-- START RECORD LIST --
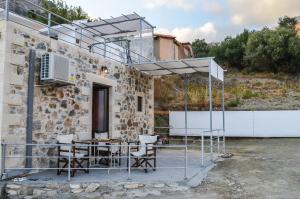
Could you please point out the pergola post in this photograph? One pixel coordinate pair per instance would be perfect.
(210, 110)
(223, 113)
(185, 118)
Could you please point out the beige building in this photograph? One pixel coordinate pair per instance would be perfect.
(297, 27)
(167, 47)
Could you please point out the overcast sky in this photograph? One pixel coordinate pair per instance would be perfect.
(191, 19)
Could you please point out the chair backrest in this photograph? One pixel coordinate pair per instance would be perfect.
(101, 135)
(83, 136)
(146, 139)
(65, 139)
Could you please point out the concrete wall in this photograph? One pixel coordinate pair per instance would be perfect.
(66, 109)
(240, 123)
(165, 49)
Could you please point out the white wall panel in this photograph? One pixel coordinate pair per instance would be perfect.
(240, 123)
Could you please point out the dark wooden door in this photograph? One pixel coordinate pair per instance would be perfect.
(100, 110)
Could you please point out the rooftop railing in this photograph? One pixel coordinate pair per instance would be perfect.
(75, 33)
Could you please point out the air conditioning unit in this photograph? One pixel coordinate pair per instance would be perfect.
(57, 69)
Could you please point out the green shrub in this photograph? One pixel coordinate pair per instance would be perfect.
(248, 94)
(234, 103)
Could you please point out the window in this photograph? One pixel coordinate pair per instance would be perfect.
(100, 109)
(140, 104)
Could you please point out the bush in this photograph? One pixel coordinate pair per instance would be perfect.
(234, 103)
(249, 94)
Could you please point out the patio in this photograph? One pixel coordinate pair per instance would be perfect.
(170, 169)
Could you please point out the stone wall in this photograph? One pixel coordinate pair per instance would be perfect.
(67, 109)
(90, 189)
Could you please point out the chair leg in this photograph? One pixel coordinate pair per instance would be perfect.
(58, 173)
(73, 167)
(88, 165)
(146, 165)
-- END RECORD LIST --
Copy out the data word for word, starting with the line that contains "Could you please point out the patio" and going on through the last line of the data.

Could you please point out the patio in this photograph? One pixel coordinate pair per instance would be perfect.
(170, 169)
Could you please point out the stone wall in this photograph? One pixel coordinate pair per instance would be perfect.
(67, 109)
(90, 189)
Could you please point out the chair leg in this photograph? One pixel coordinate pair per instance would be perfect.
(58, 173)
(73, 167)
(88, 165)
(146, 165)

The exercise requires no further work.